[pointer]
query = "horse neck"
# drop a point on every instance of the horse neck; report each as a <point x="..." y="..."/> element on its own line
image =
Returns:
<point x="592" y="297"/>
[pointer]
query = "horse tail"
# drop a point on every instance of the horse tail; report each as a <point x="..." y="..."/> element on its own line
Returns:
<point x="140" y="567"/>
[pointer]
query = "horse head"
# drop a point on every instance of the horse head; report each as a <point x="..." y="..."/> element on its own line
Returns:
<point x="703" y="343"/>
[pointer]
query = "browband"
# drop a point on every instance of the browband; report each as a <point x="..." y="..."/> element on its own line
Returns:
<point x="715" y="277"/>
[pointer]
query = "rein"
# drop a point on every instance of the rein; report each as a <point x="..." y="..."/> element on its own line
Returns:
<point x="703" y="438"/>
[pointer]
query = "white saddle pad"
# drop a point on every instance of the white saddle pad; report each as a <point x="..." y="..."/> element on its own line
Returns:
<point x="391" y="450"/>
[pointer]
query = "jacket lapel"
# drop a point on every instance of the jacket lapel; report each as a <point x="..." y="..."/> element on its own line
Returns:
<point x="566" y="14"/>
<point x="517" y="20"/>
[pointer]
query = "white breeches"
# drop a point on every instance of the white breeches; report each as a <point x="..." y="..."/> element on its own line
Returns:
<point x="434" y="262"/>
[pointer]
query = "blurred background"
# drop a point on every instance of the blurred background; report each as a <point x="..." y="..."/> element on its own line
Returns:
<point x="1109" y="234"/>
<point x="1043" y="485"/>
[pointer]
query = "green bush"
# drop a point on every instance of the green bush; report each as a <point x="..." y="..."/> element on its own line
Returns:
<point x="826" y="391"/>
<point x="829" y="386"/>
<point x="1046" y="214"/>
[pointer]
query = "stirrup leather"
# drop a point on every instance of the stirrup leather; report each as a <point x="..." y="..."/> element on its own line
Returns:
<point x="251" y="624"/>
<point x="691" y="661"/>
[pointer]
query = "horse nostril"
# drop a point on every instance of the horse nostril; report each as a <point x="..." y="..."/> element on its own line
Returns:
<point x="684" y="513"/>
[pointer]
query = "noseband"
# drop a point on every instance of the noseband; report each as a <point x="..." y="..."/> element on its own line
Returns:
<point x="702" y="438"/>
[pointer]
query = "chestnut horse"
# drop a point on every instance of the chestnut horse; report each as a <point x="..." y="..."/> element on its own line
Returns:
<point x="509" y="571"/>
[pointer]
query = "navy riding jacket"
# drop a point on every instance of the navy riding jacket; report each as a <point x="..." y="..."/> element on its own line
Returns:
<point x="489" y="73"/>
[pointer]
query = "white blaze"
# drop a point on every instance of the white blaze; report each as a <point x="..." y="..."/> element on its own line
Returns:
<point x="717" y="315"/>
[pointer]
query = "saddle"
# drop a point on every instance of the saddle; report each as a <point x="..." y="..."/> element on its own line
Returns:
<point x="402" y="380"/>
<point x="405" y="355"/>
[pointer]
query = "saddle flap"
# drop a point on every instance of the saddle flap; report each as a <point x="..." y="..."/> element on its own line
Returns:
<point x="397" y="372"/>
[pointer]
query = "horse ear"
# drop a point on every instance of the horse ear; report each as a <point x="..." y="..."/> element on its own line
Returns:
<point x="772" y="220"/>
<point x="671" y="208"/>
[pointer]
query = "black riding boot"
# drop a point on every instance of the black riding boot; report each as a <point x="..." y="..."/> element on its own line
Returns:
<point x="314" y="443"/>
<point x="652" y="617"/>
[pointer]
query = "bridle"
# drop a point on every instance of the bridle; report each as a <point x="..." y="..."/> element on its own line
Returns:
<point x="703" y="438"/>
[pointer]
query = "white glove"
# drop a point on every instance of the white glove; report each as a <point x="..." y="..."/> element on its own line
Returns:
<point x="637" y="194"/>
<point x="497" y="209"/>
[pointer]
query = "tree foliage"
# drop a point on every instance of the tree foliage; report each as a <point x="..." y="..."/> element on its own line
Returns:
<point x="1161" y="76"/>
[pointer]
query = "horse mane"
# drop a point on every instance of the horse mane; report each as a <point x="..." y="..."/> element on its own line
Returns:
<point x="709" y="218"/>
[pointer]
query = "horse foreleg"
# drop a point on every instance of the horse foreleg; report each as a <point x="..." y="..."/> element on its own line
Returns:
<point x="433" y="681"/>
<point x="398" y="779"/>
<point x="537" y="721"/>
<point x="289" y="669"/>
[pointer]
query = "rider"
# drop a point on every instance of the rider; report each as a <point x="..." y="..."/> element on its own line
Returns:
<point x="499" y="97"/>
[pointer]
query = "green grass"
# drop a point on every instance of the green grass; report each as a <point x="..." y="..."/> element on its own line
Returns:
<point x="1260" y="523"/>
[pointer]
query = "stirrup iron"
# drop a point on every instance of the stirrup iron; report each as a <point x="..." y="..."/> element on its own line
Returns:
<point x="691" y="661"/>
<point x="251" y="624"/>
◆ ◆ ◆ ◆ ◆ ◆ ◆
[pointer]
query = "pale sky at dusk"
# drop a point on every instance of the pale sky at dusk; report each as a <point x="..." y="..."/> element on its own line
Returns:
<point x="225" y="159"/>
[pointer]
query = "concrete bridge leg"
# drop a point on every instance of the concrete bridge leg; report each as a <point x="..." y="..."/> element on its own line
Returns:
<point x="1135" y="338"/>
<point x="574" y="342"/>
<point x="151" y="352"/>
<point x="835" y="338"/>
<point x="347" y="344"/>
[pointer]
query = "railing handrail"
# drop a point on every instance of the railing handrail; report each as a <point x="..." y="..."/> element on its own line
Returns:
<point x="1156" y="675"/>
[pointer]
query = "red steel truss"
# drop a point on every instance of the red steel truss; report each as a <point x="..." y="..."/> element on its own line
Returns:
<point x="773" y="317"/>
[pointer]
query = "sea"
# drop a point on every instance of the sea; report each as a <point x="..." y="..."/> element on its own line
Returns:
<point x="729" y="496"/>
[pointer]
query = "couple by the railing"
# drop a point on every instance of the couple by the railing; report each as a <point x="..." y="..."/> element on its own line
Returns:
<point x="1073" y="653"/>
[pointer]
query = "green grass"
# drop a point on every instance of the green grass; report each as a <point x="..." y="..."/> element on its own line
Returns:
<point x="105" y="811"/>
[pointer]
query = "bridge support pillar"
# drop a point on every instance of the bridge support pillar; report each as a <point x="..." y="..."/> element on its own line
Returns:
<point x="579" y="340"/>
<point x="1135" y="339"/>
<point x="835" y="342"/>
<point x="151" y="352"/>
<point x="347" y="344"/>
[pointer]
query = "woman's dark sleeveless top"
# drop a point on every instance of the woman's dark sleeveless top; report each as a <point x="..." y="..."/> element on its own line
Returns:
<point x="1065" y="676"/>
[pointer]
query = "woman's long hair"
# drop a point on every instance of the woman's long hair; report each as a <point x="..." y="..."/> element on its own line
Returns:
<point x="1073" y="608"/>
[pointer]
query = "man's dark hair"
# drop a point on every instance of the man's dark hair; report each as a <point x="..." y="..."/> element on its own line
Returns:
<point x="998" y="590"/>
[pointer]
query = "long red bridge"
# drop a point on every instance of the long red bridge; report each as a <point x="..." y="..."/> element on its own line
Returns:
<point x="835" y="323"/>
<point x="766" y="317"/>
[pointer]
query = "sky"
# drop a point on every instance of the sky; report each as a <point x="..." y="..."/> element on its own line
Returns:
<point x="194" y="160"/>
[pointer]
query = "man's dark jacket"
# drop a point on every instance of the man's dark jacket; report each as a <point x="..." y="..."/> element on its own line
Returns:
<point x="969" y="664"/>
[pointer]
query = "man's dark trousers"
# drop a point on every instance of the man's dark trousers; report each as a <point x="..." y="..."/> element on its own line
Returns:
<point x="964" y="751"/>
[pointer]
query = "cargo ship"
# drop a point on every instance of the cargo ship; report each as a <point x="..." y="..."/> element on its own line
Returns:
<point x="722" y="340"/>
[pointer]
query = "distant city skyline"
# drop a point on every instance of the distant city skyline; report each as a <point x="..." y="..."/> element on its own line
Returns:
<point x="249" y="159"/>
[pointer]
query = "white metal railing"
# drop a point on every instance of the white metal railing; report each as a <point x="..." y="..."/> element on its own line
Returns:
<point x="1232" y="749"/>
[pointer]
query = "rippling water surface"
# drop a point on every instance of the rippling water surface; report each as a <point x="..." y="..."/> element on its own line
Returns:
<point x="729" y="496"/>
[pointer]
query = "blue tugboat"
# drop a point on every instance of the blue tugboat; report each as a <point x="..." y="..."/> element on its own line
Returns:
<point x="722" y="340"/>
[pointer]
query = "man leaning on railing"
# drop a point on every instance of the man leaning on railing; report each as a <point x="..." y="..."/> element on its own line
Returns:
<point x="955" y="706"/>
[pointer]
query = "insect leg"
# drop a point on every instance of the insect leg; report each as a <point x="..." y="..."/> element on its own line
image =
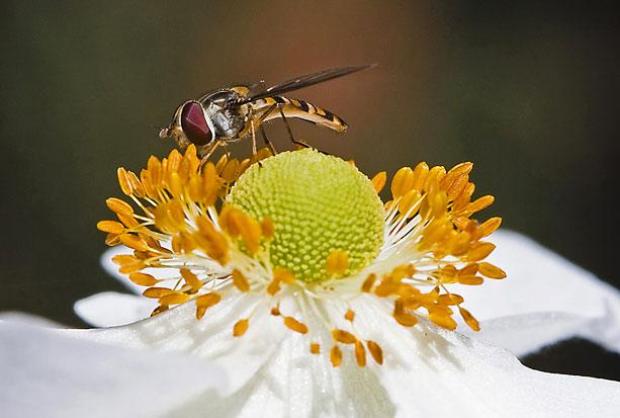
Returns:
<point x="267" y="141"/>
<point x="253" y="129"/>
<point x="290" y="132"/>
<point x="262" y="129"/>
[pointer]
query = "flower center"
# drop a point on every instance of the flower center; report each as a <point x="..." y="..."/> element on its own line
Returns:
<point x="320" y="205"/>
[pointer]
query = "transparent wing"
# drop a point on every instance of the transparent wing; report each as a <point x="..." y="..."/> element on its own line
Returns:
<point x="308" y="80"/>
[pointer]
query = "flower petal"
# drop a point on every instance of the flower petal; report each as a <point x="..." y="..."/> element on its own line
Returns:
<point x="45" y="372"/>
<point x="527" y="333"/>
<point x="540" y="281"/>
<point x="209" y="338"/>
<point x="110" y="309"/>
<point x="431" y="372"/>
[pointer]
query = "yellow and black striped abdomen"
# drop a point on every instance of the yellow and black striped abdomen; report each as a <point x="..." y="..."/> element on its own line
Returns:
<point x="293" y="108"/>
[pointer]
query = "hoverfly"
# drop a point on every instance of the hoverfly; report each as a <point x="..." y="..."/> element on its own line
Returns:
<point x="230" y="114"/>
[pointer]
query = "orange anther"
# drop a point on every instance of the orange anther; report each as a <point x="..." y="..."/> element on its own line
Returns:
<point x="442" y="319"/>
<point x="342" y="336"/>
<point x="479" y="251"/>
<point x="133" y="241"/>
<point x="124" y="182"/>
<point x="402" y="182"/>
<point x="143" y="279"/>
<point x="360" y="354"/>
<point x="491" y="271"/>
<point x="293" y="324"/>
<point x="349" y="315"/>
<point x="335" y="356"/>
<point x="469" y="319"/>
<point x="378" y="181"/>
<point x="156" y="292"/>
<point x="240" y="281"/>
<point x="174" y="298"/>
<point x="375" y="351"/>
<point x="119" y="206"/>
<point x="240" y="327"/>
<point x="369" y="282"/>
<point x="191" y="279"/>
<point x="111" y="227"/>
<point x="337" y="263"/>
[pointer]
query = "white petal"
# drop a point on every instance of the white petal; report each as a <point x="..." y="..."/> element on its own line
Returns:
◆ ◆ ◆ ◆ ◆ ◆ ◆
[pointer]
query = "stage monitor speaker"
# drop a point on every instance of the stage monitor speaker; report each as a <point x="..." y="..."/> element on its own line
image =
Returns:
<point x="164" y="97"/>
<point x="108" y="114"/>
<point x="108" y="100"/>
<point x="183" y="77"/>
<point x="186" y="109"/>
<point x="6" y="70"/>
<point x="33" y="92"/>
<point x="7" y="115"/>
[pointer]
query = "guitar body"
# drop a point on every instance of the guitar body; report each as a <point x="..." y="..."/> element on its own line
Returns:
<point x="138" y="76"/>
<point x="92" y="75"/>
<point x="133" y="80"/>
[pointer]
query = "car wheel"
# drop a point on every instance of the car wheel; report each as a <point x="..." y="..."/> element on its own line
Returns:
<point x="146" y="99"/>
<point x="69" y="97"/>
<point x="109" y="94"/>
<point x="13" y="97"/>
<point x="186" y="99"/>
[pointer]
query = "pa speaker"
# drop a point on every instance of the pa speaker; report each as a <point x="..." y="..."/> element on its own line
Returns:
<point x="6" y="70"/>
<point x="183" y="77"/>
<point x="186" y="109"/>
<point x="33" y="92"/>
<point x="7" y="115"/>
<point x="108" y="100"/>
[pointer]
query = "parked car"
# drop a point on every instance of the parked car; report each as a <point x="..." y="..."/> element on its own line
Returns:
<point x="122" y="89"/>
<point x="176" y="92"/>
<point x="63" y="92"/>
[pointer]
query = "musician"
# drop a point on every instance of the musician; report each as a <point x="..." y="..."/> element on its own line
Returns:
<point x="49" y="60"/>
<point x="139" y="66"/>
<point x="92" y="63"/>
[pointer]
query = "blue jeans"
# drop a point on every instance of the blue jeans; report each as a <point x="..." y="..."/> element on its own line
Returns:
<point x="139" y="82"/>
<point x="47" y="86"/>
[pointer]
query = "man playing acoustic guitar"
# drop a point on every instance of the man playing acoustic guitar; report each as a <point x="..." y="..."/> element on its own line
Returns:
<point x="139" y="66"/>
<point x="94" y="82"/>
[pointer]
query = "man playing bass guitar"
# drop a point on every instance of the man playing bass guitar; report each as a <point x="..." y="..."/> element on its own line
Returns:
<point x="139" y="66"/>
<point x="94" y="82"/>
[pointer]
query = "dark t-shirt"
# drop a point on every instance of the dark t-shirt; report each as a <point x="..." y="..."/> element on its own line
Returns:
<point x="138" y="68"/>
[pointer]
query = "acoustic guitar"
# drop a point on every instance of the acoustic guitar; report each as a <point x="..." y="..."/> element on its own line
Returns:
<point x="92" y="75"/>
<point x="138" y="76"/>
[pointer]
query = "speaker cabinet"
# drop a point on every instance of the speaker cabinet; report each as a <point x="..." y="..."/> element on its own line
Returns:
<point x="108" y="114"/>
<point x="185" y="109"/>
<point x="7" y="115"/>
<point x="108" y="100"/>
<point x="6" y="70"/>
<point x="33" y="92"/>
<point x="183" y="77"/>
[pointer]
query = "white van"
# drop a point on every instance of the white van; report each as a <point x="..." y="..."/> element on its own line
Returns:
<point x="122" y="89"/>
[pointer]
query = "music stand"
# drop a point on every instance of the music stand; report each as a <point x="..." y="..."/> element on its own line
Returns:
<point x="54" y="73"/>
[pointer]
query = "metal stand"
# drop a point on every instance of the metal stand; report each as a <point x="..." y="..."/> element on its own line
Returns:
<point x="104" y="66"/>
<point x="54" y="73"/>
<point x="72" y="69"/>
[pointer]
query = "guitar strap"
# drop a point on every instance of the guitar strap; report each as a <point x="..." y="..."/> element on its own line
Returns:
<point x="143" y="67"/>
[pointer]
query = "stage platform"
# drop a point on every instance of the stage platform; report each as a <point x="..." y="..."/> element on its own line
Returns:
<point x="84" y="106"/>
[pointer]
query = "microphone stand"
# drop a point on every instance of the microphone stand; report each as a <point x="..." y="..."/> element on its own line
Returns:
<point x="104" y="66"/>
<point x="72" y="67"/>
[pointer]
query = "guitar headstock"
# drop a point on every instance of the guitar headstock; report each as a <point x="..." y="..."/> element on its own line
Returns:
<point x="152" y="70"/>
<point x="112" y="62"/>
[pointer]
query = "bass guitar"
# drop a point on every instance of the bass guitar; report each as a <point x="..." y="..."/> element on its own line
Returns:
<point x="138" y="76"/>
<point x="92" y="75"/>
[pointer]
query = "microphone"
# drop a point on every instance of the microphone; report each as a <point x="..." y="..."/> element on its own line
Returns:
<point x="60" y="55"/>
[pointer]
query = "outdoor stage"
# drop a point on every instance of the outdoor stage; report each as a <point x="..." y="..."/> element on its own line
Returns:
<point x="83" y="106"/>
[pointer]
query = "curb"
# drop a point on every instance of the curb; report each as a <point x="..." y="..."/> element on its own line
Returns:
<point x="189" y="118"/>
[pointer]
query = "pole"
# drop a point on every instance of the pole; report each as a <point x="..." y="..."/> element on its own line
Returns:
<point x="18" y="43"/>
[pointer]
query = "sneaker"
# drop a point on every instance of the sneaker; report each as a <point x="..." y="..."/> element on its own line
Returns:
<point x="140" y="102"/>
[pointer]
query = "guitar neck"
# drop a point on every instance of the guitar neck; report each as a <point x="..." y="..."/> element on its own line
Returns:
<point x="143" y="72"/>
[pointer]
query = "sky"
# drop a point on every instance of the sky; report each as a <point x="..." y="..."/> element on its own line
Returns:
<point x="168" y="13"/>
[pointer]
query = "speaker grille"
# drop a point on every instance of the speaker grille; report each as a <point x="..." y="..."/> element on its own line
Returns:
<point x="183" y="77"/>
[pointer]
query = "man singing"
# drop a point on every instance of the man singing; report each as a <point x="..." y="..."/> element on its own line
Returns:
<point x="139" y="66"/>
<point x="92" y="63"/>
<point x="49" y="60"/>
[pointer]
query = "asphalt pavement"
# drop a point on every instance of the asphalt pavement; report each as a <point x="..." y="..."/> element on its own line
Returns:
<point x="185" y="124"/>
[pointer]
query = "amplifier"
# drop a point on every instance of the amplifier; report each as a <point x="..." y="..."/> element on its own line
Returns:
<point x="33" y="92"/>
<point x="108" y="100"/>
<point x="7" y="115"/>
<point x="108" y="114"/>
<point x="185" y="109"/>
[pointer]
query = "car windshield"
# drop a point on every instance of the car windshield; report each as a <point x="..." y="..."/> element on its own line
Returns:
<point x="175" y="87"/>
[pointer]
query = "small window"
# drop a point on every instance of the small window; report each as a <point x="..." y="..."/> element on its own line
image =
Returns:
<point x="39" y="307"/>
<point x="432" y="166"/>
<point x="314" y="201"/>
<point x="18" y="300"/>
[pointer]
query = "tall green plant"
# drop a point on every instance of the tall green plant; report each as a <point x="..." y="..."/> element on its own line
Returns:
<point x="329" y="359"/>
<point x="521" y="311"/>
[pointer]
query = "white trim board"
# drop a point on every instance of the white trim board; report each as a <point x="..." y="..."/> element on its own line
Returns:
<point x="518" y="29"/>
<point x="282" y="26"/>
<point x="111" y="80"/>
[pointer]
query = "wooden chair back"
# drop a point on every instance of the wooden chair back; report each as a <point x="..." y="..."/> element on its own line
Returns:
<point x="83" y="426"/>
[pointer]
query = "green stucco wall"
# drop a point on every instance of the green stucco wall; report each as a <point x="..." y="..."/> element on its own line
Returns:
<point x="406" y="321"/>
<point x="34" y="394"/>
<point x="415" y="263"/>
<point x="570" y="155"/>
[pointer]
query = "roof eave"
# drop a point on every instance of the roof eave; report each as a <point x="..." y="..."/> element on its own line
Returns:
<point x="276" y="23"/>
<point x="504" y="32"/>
◆ ◆ ◆ ◆ ◆ ◆ ◆
Locate every line in the data above that contains the string "rippling", matching case exactly, and copy each such line.

query = "rippling water surface"
# drop a point on every instance of the rippling water surface; report each as a <point x="..." y="..."/> element on its own line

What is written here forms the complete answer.